- [Passage for review]:
■ ■ ■ ■ ■
Another Win Against Experiments on Animals: University of Western Australia Stops Using the Forced Swim Test
After hearing from PETA and PETA US as well as Animal-Free Science Advocacy, the University of Western Australia confirmed that it has ended its use of the widely discredited and cruel forced swim test.
The university had published papers describing experiments using the forced swim test as recently as November. In the tests, experimenters drop rats, mice, or other small animals, who may or may not have been dosed with a test substance, into inescapable beakers filled with water, forcing them to swim to keep from drowning. The test has been used to try to determine the effectiveness of antidepressant medications but has been shown to be inaccurate.
This decision comes after over 25,000 PETA supporters wrote to the university urging it to drop the test. In a letter to PETA regarding the ban, a university representative confirmed that “UWA no longer conducts any active projects that make use of the forced swim test”.
Recently, the National Health and Medical Research Council changed its policy on funding the test after hearing from PETA, PETA US, Animal-Free Science Advocacy, and their supporters.
Forcing desperate animals to swim is cruel and unscientific. Now, the University of Western Australia joins many other universities and pharmaceutical companies by ending its use of the horrible test, and PETA is calling on other Australian universities as well as Victoria University of Wellington in New Zealand to follow suit.
■ ■ ■ ■ ■
- [Supplied data]:

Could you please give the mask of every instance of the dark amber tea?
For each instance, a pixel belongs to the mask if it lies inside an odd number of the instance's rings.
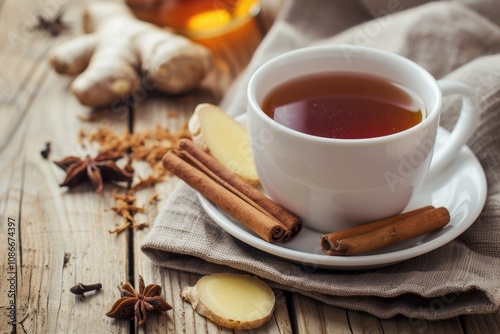
[[[264,112],[291,129],[319,137],[361,139],[397,133],[422,121],[414,92],[375,76],[325,73],[272,90]]]

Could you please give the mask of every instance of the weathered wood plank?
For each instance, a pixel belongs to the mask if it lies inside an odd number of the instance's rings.
[[[292,303],[292,318],[298,333],[352,333],[344,309],[299,294],[293,294],[289,302]]]
[[[465,333],[500,333],[500,311],[462,317]]]

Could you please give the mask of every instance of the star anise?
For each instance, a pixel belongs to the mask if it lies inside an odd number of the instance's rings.
[[[95,158],[86,156],[84,159],[78,157],[67,157],[54,163],[66,172],[66,178],[61,187],[74,187],[89,180],[97,192],[102,191],[105,181],[130,181],[133,175],[116,165],[116,160],[121,155],[113,153],[100,153]]]
[[[106,313],[110,318],[132,319],[137,318],[137,324],[142,326],[146,323],[148,313],[165,312],[172,309],[169,303],[161,296],[161,286],[149,284],[144,286],[144,280],[139,275],[139,293],[135,291],[130,283],[125,283],[120,290],[121,298],[118,299],[111,310]]]

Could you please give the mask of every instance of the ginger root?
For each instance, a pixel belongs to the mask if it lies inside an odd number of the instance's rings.
[[[264,325],[275,304],[274,293],[264,282],[229,273],[204,276],[194,287],[184,288],[181,297],[216,324],[239,330]]]
[[[188,123],[193,142],[251,185],[259,184],[248,134],[221,108],[199,104]]]
[[[197,87],[212,66],[205,47],[136,19],[118,2],[93,2],[87,33],[56,47],[56,72],[77,75],[71,91],[86,106],[110,105],[138,89],[179,94]]]

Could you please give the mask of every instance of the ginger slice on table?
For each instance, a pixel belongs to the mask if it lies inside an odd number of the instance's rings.
[[[229,273],[202,277],[184,288],[181,297],[199,314],[232,329],[252,329],[271,318],[275,296],[271,288],[254,276]]]
[[[259,184],[248,134],[221,108],[199,104],[188,123],[193,142],[251,185]]]
[[[49,60],[58,73],[78,74],[71,91],[86,106],[112,104],[141,87],[183,93],[212,67],[207,48],[136,19],[123,3],[90,3],[83,26],[87,34],[57,46]]]

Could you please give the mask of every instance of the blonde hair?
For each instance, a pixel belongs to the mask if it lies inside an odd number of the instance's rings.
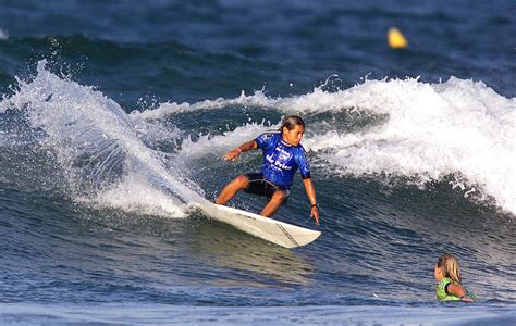
[[[460,267],[458,260],[450,253],[441,255],[438,260],[438,266],[443,272],[444,277],[451,278],[454,283],[463,285],[460,279]]]

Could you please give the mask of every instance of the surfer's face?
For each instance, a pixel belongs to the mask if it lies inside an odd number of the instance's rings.
[[[302,125],[296,125],[294,129],[288,130],[288,128],[283,127],[283,140],[292,146],[299,145],[300,140],[303,139],[303,135],[305,134],[305,128]]]
[[[440,281],[444,277],[443,271],[441,269],[441,267],[439,267],[438,264],[435,264],[435,269],[433,271],[433,277],[435,277],[435,281]]]

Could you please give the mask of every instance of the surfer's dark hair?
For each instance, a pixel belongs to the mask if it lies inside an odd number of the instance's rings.
[[[300,116],[297,115],[288,115],[283,120],[283,123],[280,127],[280,133],[283,131],[283,128],[287,128],[288,130],[294,129],[296,126],[303,126],[305,128],[305,122]]]

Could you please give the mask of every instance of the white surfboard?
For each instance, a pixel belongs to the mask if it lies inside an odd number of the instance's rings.
[[[198,206],[217,221],[230,224],[239,230],[285,248],[308,244],[321,235],[317,230],[224,205],[208,202],[198,204]]]

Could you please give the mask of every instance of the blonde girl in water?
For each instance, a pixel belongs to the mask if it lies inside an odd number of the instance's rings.
[[[477,299],[463,286],[458,260],[452,254],[445,253],[439,258],[433,275],[439,301],[471,302]]]

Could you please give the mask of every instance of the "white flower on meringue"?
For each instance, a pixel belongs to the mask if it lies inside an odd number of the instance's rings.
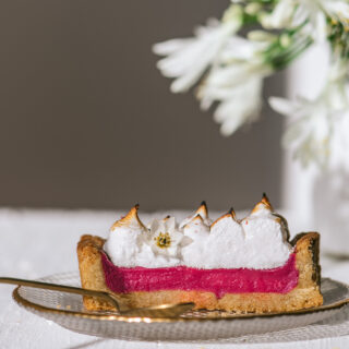
[[[241,27],[240,7],[232,5],[226,11],[221,22],[210,20],[207,26],[198,27],[195,37],[171,39],[154,45],[156,55],[167,56],[157,67],[166,77],[174,77],[173,93],[191,88],[217,59],[227,39]]]
[[[183,233],[177,229],[176,218],[154,219],[149,225],[147,244],[155,255],[178,257]]]

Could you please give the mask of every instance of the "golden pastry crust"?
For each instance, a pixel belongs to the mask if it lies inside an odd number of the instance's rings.
[[[79,268],[83,288],[108,291],[119,297],[130,308],[152,306],[164,303],[194,302],[195,309],[225,310],[239,313],[287,312],[323,303],[320,292],[317,232],[300,233],[292,240],[296,266],[299,270],[298,286],[288,293],[227,293],[217,299],[213,292],[203,291],[152,291],[115,293],[105,282],[100,251],[105,240],[99,237],[83,236],[77,244]],[[87,310],[113,310],[106,301],[84,297]]]

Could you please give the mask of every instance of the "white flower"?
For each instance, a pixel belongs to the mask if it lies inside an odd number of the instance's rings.
[[[154,219],[149,227],[147,244],[155,255],[177,257],[183,233],[177,229],[174,217]]]
[[[233,37],[220,56],[218,63],[221,65],[213,68],[200,86],[197,98],[203,109],[220,101],[214,120],[221,124],[220,132],[225,136],[258,117],[263,79],[272,73],[261,59],[264,46],[265,43]],[[228,64],[229,61],[233,63]]]
[[[305,24],[304,34],[315,41],[327,37],[327,17],[348,27],[349,3],[347,0],[280,0],[270,14],[262,17],[266,28],[294,28]]]
[[[229,8],[222,22],[210,21],[206,27],[196,29],[193,38],[154,45],[155,53],[167,56],[158,61],[157,67],[164,76],[176,77],[171,84],[173,93],[191,88],[217,59],[227,39],[239,31],[242,22],[238,9],[240,7]]]
[[[294,157],[304,167],[312,160],[321,167],[327,166],[335,124],[349,110],[349,96],[345,84],[345,79],[329,81],[314,100],[300,98],[291,103],[277,97],[269,99],[276,111],[297,118],[285,132],[282,143],[285,146],[292,144],[296,147]]]
[[[227,69],[239,70],[239,67]],[[222,74],[226,69],[221,69],[215,74]],[[215,77],[213,74],[213,77]],[[231,135],[243,123],[255,121],[262,106],[263,76],[245,76],[239,84],[216,85],[207,81],[200,89],[202,108],[207,109],[214,100],[220,104],[214,112],[214,120],[220,123],[220,133],[225,136]]]

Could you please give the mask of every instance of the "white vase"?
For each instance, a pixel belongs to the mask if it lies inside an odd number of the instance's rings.
[[[327,67],[326,46],[309,50],[288,71],[288,97],[316,96],[326,79]],[[291,233],[317,230],[322,234],[323,252],[349,256],[349,147],[347,156],[342,151],[339,145],[328,170],[321,171],[314,166],[302,168],[287,149],[282,204],[291,213]]]

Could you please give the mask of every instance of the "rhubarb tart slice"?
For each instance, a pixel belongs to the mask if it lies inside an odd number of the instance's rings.
[[[134,206],[107,240],[77,244],[84,288],[115,293],[131,308],[194,302],[196,309],[287,312],[323,303],[317,232],[290,241],[287,221],[265,195],[251,214],[212,222],[203,203],[177,225],[173,217],[145,226]],[[87,310],[111,310],[85,297]]]

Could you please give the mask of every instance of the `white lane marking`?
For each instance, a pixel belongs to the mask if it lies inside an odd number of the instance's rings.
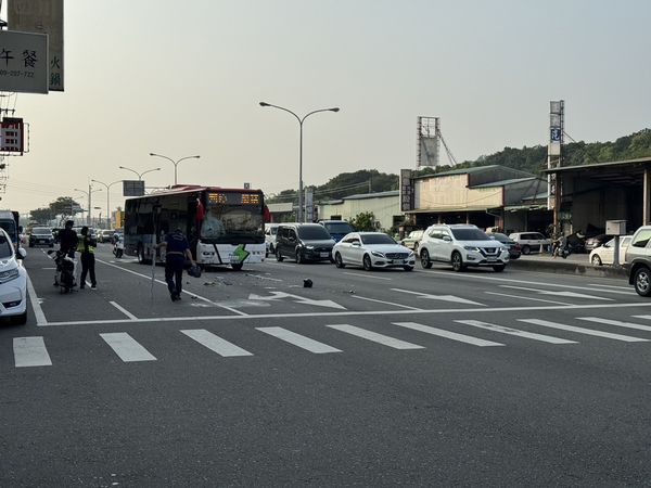
[[[382,344],[384,346],[393,347],[394,349],[424,349],[423,346],[411,344],[406,341],[400,341],[388,335],[378,334],[376,332],[367,331],[359,329],[354,325],[341,324],[341,325],[326,325],[337,331],[346,332],[347,334],[355,335],[373,343]]]
[[[36,296],[36,290],[34,290],[34,285],[31,284],[31,280],[29,279],[29,274],[27,274],[27,293],[29,294],[29,301],[31,303],[31,310],[34,310],[34,316],[36,317],[37,325],[47,325],[48,319],[46,319],[46,314],[43,313],[43,309],[40,306],[40,299]],[[25,297],[27,299],[27,297]]]
[[[603,323],[605,325],[615,325],[618,328],[637,329],[638,331],[651,332],[649,325],[640,325],[631,322],[621,322],[618,320],[601,319],[599,317],[577,317],[578,320],[585,320],[587,322]]]
[[[222,339],[205,329],[192,329],[181,332],[224,358],[231,358],[234,356],[253,356],[252,352],[248,352],[247,350],[242,349],[241,347],[238,347],[226,339]]]
[[[574,325],[565,325],[563,323],[550,322],[548,320],[540,320],[540,319],[518,319],[518,320],[520,322],[533,323],[534,325],[541,325],[544,328],[560,329],[562,331],[576,332],[577,334],[593,335],[597,337],[604,337],[604,338],[610,338],[610,339],[614,339],[614,341],[624,341],[625,343],[646,343],[646,342],[648,342],[648,339],[643,339],[640,337],[631,337],[629,335],[612,334],[610,332],[595,331],[592,329],[576,328]]]
[[[526,337],[534,341],[541,341],[549,344],[578,344],[576,341],[567,341],[560,337],[553,337],[551,335],[535,334],[533,332],[525,332],[519,329],[505,328],[501,325],[495,325],[480,320],[455,320],[455,322],[463,323],[465,325],[472,325],[473,328],[486,329],[487,331],[499,332],[500,334],[515,335],[519,337]]]
[[[14,337],[16,368],[52,365],[42,337]]]
[[[272,335],[285,343],[290,343],[296,347],[301,347],[302,349],[309,350],[310,352],[315,352],[317,355],[328,354],[328,352],[341,352],[341,350],[335,349],[327,344],[319,343],[318,341],[310,339],[301,334],[296,334],[295,332],[288,331],[282,328],[256,328],[258,331],[264,332],[265,334]]]
[[[133,313],[131,313],[129,310],[127,310],[126,308],[122,307],[120,305],[116,304],[115,301],[108,301],[111,305],[113,305],[115,308],[117,308],[120,312],[123,312],[125,316],[127,316],[129,319],[131,320],[138,320],[138,317],[136,317]]]
[[[119,356],[119,359],[125,362],[156,360],[149,350],[142,347],[126,332],[111,332],[100,334],[100,336],[111,346],[115,354]]]
[[[393,301],[376,300],[375,298],[367,298],[366,296],[350,295],[353,298],[360,300],[374,301],[376,304],[393,305],[394,307],[408,308],[409,310],[422,310],[422,308],[409,307],[408,305],[394,304]]]
[[[363,273],[350,273],[348,271],[344,271],[343,274],[349,274],[350,277],[361,277],[361,278],[371,278],[373,280],[388,280],[392,281],[391,278],[385,278],[385,277],[375,277],[373,274],[363,274]]]
[[[460,343],[472,344],[473,346],[478,347],[489,347],[489,346],[503,346],[500,343],[494,343],[493,341],[484,341],[478,337],[473,337],[470,335],[458,334],[456,332],[446,331],[444,329],[431,328],[429,325],[423,325],[416,322],[393,322],[394,325],[399,325],[406,329],[412,329],[414,331],[424,332],[425,334],[437,335],[439,337],[449,338],[451,341],[458,341]]]
[[[289,319],[289,318],[318,318],[318,317],[384,317],[384,316],[421,316],[447,313],[503,313],[503,312],[537,312],[537,311],[564,311],[564,310],[598,310],[651,307],[651,301],[633,304],[587,304],[562,306],[534,306],[534,307],[494,307],[494,308],[433,308],[417,310],[363,310],[363,311],[308,311],[301,313],[256,313],[246,316],[187,316],[187,317],[151,317],[148,319],[104,319],[104,320],[73,320],[65,322],[49,322],[48,326],[62,325],[102,325],[117,323],[152,323],[152,322],[202,322],[219,320],[259,320],[259,319]]]
[[[590,298],[593,300],[607,300],[612,301],[612,298],[604,298],[602,296],[593,296],[586,295],[585,293],[576,293],[576,292],[559,292],[553,290],[539,290],[539,288],[525,288],[524,286],[513,286],[513,285],[499,285],[501,288],[514,288],[523,292],[536,292],[540,295],[556,295],[556,296],[566,296],[569,298]],[[597,292],[597,290],[596,290]]]
[[[107,262],[107,261],[103,261],[102,259],[97,259],[97,261],[98,261],[98,262],[102,262],[103,265],[111,266],[111,267],[113,267],[113,268],[119,269],[119,270],[122,270],[122,271],[125,271],[125,272],[127,272],[127,273],[136,274],[137,277],[140,277],[140,278],[144,278],[145,280],[148,280],[148,281],[150,281],[150,282],[151,282],[151,280],[152,280],[152,277],[151,277],[151,274],[150,274],[150,275],[146,275],[146,274],[138,273],[138,272],[136,272],[136,271],[131,271],[130,269],[123,268],[122,266],[117,266],[117,265],[113,265],[113,264],[111,264],[111,262]],[[167,286],[167,283],[165,283],[165,282],[164,282],[164,281],[162,281],[162,280],[154,280],[154,281],[155,281],[156,283],[161,283],[162,285],[165,285],[165,286]],[[208,299],[208,298],[205,298],[205,297],[203,297],[203,296],[200,296],[200,295],[197,295],[196,293],[191,293],[191,292],[188,292],[188,291],[186,291],[186,290],[183,290],[183,293],[184,293],[184,294],[187,294],[187,295],[190,295],[190,296],[195,296],[195,297],[196,297],[196,299],[199,299],[199,300],[202,300],[202,301],[205,301],[205,303],[207,303],[207,304],[214,305],[215,307],[224,308],[225,310],[231,311],[231,312],[233,312],[233,313],[237,313],[237,314],[239,314],[239,316],[246,316],[246,314],[247,314],[247,313],[245,313],[245,312],[243,312],[243,311],[240,311],[240,310],[238,310],[238,309],[234,309],[234,308],[231,308],[231,307],[227,307],[227,306],[225,306],[225,305],[219,305],[218,303],[216,303],[216,301],[213,301],[213,300],[210,300],[210,299]]]
[[[484,307],[484,304],[480,304],[477,301],[473,301],[473,300],[469,300],[465,298],[461,298],[459,296],[455,296],[455,295],[430,295],[429,293],[422,293],[422,292],[412,292],[411,290],[403,290],[403,288],[391,288],[393,292],[400,292],[400,293],[409,293],[411,295],[418,295],[419,298],[427,298],[427,299],[432,299],[432,300],[443,300],[443,301],[452,301],[456,304],[467,304],[467,305],[480,305],[482,307]]]
[[[525,299],[525,300],[544,301],[546,304],[572,305],[572,304],[566,304],[565,301],[544,300],[542,298],[533,298],[531,296],[521,296],[521,295],[509,295],[507,293],[497,293],[497,292],[484,292],[484,293],[486,293],[487,295],[506,296],[508,298],[518,298],[518,299]]]

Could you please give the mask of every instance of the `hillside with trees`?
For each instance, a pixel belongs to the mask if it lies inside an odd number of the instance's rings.
[[[564,166],[579,166],[611,160],[635,159],[651,156],[651,129],[643,129],[630,136],[618,138],[614,142],[572,141],[563,145]],[[450,169],[470,168],[475,166],[501,165],[521,171],[541,175],[547,169],[547,146],[505,147],[489,156],[480,156],[476,160],[467,160],[456,166],[423,168],[417,175],[432,175]],[[410,165],[404,165],[409,167]],[[355,172],[343,172],[326,184],[310,187],[315,201],[337,200],[360,193],[375,193],[397,190],[398,175],[387,175],[375,169],[362,169]],[[268,198],[269,203],[291,202],[296,198],[296,190],[284,190]]]

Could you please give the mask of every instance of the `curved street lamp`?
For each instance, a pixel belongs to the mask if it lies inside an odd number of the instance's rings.
[[[177,184],[177,166],[179,165],[179,163],[184,159],[192,159],[192,158],[199,159],[201,157],[201,156],[186,156],[186,157],[181,157],[180,159],[174,160],[171,157],[164,156],[163,154],[150,153],[150,156],[164,157],[165,159],[171,162],[171,164],[174,165],[174,184],[175,185]]]
[[[332,108],[319,108],[318,111],[309,112],[308,114],[305,114],[303,117],[299,117],[294,112],[292,112],[289,108],[285,108],[284,106],[272,105],[271,103],[267,103],[267,102],[260,102],[260,106],[270,106],[273,108],[278,108],[280,111],[288,112],[288,113],[292,114],[294,117],[296,117],[296,120],[298,120],[298,127],[299,127],[299,132],[301,132],[299,133],[299,142],[298,142],[298,221],[303,222],[303,123],[305,121],[305,119],[307,117],[309,117],[312,114],[318,114],[319,112],[339,112],[340,108],[339,108],[339,106],[335,106]]]
[[[135,172],[136,175],[138,175],[138,181],[142,181],[142,177],[144,175],[146,175],[148,172],[159,171],[161,170],[161,168],[154,168],[154,169],[148,169],[146,171],[138,172],[135,169],[127,168],[126,166],[119,166],[119,169],[126,169],[127,171]]]
[[[111,192],[110,192],[110,190],[111,190],[111,187],[113,187],[115,183],[122,183],[122,180],[117,180],[117,181],[114,181],[113,183],[108,183],[108,184],[106,184],[100,180],[91,179],[90,181],[94,181],[95,183],[100,183],[100,184],[103,184],[104,187],[106,187],[106,229],[111,229],[111,201],[110,201]]]

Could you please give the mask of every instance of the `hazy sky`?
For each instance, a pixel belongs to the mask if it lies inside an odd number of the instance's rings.
[[[30,126],[4,208],[85,205],[73,189],[135,178],[120,165],[173,183],[150,152],[201,155],[182,183],[296,189],[298,123],[259,101],[341,107],[305,121],[306,185],[414,168],[419,115],[441,117],[458,162],[546,144],[550,100],[575,140],[651,127],[648,0],[65,0],[64,23],[65,92],[1,99]]]

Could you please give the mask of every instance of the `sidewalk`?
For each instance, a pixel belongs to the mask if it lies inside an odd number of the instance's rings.
[[[622,278],[628,279],[628,273],[624,268],[613,268],[612,266],[592,266],[588,261],[588,254],[571,254],[566,259],[561,257],[552,258],[548,253],[529,254],[512,259],[509,266],[518,269],[527,269],[531,271],[541,271],[549,273],[576,274],[595,278]]]

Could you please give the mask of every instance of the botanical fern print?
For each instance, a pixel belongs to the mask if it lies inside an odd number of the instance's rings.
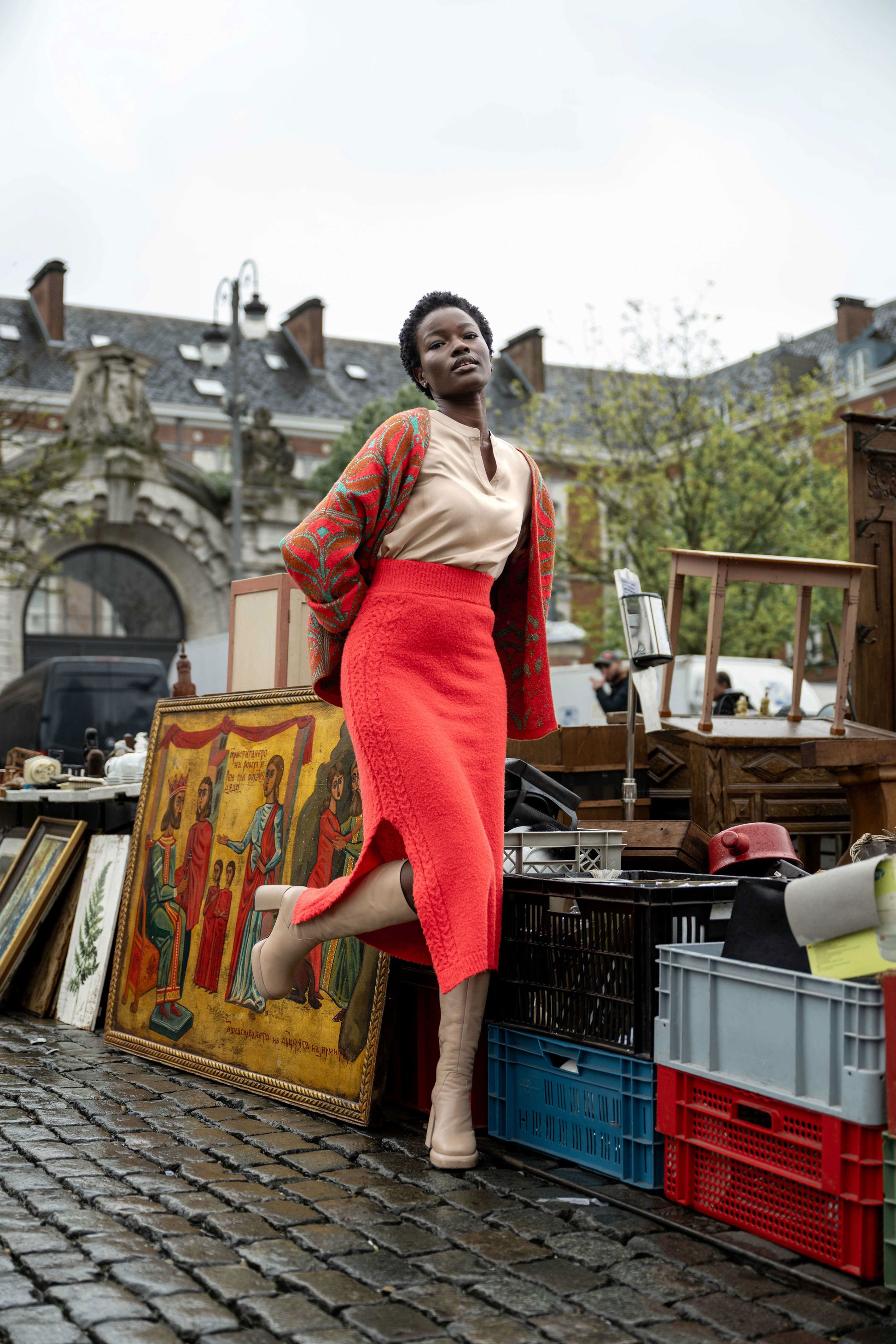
■ ■ ■ ■ ■
- [Directions]: Revise the article about the University of Western Australia ending the forced swim test: reproduce the part starting at "Another Win Against" and ending at "to be inaccurate.", with "beakers" replaced by "tanks".

- [Completed task]:
Another Win Against Experiments on Animals: University of Western Australia Stops Using the Forced Swim Test
After hearing from PETA and PETA US as well as Animal-Free Science Advocacy, the University of Western Australia confirmed that it has ended its use of the widely discredited and cruel forced swim test.
The university had published papers describing experiments using the forced swim test as recently as November. In the tests, experimenters drop rats, mice, or other small animals, who may or may not have been dosed with a test substance, into inescapable tanks filled with water, forcing them to swim to keep from drowning. The test has been used to try to determine the effectiveness of antidepressant medications but has been shown to be inaccurate.